The tables are now on main and ready for consumtion by our blog authors and analysts!

In [ ]:
spark.sql("LIST REFERENCES").toPandas()
In [ ]:
!nessie contents --list
In [ ]:
spark.sql("USE REFERENCE main")
table_count = spark.sql("select count(*) from salaries").toPandas().values[0][0]
csv_count = spark.sql("select count(*) from salaries_table").toPandas().values[0][0]
assert table_count == csv_count
print(table_count)

table_count = spark.sql("select count(*) from totals_stats").toPandas().values[0][0]
csv_count = spark.sql("select count(*) from stats_table").toPandas().values[0][0]
assert table_count == csv_count
print(table_count)

Perform regular ETL on the new tables

Our analysts are happy with the data and we want to now regularly ingest data to keep things up to date. Our first ETL job consists of the following:

  1. Update the salaries table to add new data
  2. We add Years column to total_stats table to show how many years the player was in the league
  3. We create a new table to hold information about the players appearances in all star games

As always we will do this work on a branch and verify the results. This ETL job can then be set up to run nightly with new stats and salary information.

※ ※ ※

STATED GOAL:
Please state which column the first ETL job in the notebook excerpt adds to the total_stats table.

[Source records]
※ ※ ※

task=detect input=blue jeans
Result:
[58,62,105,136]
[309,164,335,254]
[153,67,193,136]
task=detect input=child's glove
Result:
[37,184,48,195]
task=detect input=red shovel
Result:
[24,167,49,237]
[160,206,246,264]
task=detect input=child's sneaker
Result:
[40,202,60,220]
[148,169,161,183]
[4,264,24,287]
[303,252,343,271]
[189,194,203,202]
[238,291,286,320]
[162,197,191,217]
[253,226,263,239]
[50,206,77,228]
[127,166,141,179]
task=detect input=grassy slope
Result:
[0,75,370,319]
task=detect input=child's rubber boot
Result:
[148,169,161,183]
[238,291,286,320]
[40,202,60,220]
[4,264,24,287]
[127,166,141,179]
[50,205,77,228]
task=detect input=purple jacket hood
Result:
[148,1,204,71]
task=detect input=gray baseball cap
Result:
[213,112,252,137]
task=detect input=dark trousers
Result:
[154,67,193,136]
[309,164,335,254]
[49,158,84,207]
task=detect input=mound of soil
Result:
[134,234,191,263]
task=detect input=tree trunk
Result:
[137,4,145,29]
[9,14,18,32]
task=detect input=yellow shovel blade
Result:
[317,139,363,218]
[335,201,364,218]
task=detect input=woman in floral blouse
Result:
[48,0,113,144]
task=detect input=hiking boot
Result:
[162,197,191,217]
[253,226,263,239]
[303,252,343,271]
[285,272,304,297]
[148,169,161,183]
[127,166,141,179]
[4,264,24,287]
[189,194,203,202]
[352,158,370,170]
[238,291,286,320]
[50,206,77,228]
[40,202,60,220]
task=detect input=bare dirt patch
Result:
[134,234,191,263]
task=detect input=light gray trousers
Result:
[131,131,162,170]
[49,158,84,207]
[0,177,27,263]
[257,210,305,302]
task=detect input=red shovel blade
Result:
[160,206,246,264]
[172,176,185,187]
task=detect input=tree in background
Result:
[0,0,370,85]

※ ※ ※

WRITTEN RESPONSE:
A Years column, showing how many years the player was in the league.